-- Source text follows --

Summary
Evolutionary theory has gone through five phases Adaptation/ Transmutation, Natural Selection, Mutation Theory, Evolutionary Developmental Biology,
and Law of Complexity/
Consciousness:
Ideas
-
Jean-Baptiste Lamarck (Adaptation/ Transmutation)
- An adaptation is a characteristic of an organism that has been favored by natural selection and
increases its fitness,
- Adaptation is the change in living organisms that allow them to live successfully in an
environment
- Adaptations can be structural, behavioral or physiological.
-
Charles Darwin/ Alfred Russel
Wallace (Natural Selection)
- Natural selection is the process by which favorable heritable traits become more common in
successive generations of a population of reproducing organisms, and unfavorable heritable traits
become less common, due to differential reproduction of genotypes,
- Natural selection acts on the phenotype (observable characteristic of an organism) such that
individuals with favorable phenotypes are more likely to survive and reproduce than those with less
favorable phenotypes,
- The phenotype's genetic basis, the genotype (genetic constitution of a cell, an organism, or an
individual) associated with the favorable phenotype, will increase in frequency over the following
generations,
- Natural selection is the mechanism by which evolution may take place in a population of a
specific organism.

-- Source text concluded --
-- Records follows --

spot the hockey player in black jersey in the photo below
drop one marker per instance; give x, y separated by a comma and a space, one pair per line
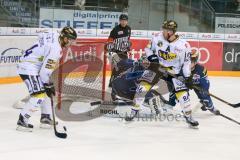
119, 44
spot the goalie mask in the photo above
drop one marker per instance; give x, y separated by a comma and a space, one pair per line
170, 25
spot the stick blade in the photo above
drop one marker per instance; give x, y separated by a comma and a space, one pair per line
236, 105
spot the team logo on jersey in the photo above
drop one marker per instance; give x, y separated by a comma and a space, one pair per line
160, 43
168, 56
120, 32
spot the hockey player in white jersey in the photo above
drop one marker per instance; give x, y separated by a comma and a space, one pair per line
35, 68
168, 52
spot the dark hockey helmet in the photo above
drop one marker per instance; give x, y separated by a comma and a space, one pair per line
123, 17
194, 56
170, 25
68, 32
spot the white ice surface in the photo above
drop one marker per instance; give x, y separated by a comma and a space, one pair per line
110, 139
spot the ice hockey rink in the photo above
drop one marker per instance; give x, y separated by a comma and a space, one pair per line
110, 138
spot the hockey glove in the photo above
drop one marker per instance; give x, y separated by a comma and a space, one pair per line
189, 83
49, 89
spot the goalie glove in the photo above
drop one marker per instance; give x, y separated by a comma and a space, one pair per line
49, 89
110, 47
187, 80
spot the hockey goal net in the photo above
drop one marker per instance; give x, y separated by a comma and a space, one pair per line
82, 72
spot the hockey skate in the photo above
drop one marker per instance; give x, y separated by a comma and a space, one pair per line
133, 114
191, 122
23, 125
46, 122
211, 109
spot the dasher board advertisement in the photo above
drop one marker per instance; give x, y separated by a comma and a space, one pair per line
58, 18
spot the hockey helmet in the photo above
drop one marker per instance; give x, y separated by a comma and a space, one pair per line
170, 25
194, 56
68, 32
123, 17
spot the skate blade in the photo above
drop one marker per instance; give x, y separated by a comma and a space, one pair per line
24, 129
192, 127
45, 126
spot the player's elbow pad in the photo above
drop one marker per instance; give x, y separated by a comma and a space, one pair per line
153, 59
44, 76
148, 51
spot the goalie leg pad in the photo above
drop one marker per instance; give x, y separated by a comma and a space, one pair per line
184, 100
141, 92
32, 105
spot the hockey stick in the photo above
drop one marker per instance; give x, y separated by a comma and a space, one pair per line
58, 134
111, 103
198, 88
224, 116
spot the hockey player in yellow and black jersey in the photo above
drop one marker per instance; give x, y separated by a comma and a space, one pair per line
171, 53
199, 78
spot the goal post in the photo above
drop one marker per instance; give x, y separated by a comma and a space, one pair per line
82, 72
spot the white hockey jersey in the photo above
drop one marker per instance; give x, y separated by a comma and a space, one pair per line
41, 58
175, 56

-- Records concluded --

_What you need to do_
1. In two sentences, what does the evolutionary theory summary say?
2. How would you put this sentence from the evolutionary theory summary into Spanish: "Adaptations can be structural, behavioral or physiological."
3. Does the evolutionary theory summary agree with each statement? Answer yes or no, and quote the deciding words. (a) Adaptations can only be structural. (b) Natural selection acts on the phenotype. (c) Unfavorable heritable traits become more common over successive generations.

_Exercise responses_
1. Evolutionary theory has gone through five phases: adaptation/transmutation, natural selection, mutation theory, evolutionary developmental biology, and law of complexity/consciousness. Under Jean-Baptiste Lamarck's heading, adaptation is the change in living organisms that lets them live successfully in an environment; under Charles Darwin and Alfred Russel Wallace's heading, natural selection makes favorable heritable traits more common in successive generations and is the mechanism by which evolution may take place in a population.

2. Las adaptaciones pueden ser estructurales, conductuales o fisiológicas.

3.
(a) No: "Adaptations can be structural, behavioral or physiological."
(b) Yes: "Natural selection acts on the phenotype"
(c) No: "unfavorable heritable traits become less common"